◆ **TASK INSTRUCTIONS**
Wherever an image appears in the records, exclude it, and reproduce everything else exactly.

[Start of Attachment]

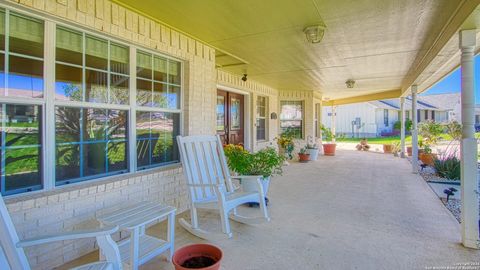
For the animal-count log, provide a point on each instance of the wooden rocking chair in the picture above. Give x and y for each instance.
(210, 185)
(12, 255)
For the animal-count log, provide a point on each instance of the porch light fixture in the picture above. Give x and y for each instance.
(350, 83)
(314, 34)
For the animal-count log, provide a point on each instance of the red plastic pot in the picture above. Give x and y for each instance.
(196, 250)
(329, 149)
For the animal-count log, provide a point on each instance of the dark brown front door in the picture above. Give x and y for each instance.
(230, 117)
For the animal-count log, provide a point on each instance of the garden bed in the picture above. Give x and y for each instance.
(454, 205)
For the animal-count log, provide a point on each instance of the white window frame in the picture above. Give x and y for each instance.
(49, 103)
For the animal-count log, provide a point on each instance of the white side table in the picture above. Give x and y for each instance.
(140, 247)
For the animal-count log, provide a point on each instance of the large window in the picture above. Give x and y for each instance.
(156, 138)
(21, 56)
(22, 81)
(158, 123)
(85, 101)
(261, 122)
(291, 117)
(89, 143)
(21, 148)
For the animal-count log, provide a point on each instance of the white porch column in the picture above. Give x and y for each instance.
(402, 127)
(319, 125)
(469, 180)
(334, 112)
(414, 130)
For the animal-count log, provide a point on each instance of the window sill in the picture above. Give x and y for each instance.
(86, 184)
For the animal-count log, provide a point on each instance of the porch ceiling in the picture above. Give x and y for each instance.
(375, 42)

[End of Attachment]

◆ **SOLUTION TO THE PROBLEM**
For the animal-count log, provide a point on each instance of the wooden rocking chair in the picture above. Give x and y for each instance.
(210, 185)
(12, 255)
For the animal-count log, provide a point on each instance of the porch light fixture in the picture above. Give x and y for each instance.
(350, 83)
(314, 34)
For the animal-count log, provide a point on each instance of the red plastic pot in the picture above. Give x and y for each instance.
(196, 250)
(329, 149)
For the animal-count log, provide a point on each instance of the dark brown front door in the picture above. Give x and y for each instance.
(230, 117)
For the animal-count log, provide a point on each instance of the garden bed in the picture above. Give x and y for each instance.
(454, 205)
For the animal-count log, provide a point on each instance of the white window frame in the picture above. Give x and y for each instance.
(49, 103)
For the animal-count log, provide a point on each instance of the white side table in the picture above. Give x and y for each instance.
(140, 247)
For the animal-count log, provide a point on each instance of the large window in the picture above. Give x and y for each instance.
(156, 138)
(21, 56)
(22, 81)
(158, 123)
(85, 101)
(261, 122)
(291, 117)
(89, 143)
(21, 148)
For the animal-count log, provide a point on each instance of the white porch column in the picture above. Give x and y for each instance.
(402, 127)
(319, 125)
(469, 180)
(334, 112)
(414, 130)
For the animal-count log, provide a point on each instance of the window sill in the picture above. Give x and y for each instance.
(86, 184)
For the animal-count log, provide a point on each instance of the porch ceiling in the picture above. Give x and y for each instance.
(375, 42)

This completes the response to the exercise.